_Task objective_
Take the line that contains "form point(88, 387)." as the first and the last line of the material as the final one; set down exactly the lines in that span.

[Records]
□ □ □ □

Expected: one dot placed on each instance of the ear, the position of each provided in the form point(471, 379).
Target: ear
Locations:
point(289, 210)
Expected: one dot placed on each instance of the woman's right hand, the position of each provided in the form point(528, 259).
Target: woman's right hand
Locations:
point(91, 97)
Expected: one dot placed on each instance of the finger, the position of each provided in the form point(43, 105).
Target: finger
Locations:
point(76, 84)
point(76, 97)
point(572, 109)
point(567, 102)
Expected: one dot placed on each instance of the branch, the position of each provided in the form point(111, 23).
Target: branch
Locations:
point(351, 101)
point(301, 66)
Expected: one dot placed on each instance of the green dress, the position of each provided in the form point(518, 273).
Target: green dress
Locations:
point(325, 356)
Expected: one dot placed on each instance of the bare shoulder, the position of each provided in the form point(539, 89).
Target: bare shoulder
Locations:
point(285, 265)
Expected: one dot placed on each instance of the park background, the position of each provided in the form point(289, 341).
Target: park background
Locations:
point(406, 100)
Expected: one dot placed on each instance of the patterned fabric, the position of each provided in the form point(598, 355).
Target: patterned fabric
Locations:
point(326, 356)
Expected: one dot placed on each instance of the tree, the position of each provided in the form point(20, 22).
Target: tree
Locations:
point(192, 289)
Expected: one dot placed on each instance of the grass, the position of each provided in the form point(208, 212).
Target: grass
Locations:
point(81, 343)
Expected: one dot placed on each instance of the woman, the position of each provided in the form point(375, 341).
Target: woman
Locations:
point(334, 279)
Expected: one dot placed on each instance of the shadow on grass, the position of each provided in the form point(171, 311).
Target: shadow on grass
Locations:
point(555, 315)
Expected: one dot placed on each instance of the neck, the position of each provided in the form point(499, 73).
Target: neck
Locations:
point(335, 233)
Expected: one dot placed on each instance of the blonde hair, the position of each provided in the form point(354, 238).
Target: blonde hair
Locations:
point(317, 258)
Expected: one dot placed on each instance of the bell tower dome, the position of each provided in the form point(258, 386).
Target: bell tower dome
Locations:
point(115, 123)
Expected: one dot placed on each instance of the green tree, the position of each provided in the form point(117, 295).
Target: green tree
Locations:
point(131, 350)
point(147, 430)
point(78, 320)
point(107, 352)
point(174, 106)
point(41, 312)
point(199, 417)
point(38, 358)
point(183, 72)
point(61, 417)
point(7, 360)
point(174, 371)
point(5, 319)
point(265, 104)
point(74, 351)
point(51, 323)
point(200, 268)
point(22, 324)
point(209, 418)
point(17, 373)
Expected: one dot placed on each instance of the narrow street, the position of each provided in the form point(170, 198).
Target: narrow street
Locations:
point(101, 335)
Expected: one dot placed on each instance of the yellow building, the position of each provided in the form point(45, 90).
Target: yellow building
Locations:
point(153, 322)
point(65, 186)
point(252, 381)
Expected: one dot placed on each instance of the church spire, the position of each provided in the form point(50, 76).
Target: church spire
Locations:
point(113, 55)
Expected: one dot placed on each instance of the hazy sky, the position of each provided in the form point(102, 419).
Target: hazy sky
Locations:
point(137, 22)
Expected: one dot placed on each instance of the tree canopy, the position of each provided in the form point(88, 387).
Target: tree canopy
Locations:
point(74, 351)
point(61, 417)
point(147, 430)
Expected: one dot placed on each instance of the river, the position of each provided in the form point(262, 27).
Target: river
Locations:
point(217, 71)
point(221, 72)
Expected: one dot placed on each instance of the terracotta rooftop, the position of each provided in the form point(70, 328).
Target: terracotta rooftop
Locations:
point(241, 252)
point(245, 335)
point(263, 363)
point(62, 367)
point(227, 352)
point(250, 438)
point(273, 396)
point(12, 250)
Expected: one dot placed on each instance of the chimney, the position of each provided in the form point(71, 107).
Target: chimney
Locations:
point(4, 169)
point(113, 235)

□ □ □ □

_Written reply_
Expected: one dot placed on each instance of the tree canopy, the position of each provided in the form point(88, 387).
Target: tree canopy
Locations:
point(74, 351)
point(61, 417)
point(147, 430)
Expected: one dot placed on each instance of the river, the position of each provided in the form point(262, 27).
Target: river
Locations:
point(217, 71)
point(221, 72)
Expected: one dot placed on each instance of the terracotta rooftop, the position of each provided in the form point(70, 328).
Target: terracotta rooftop
Locations:
point(241, 252)
point(245, 335)
point(263, 363)
point(62, 367)
point(227, 352)
point(250, 438)
point(273, 396)
point(12, 250)
Expected: one dot placed on each instance of the chimney, the position of each provided in the form point(71, 107).
Target: chimney
Locations:
point(4, 169)
point(113, 235)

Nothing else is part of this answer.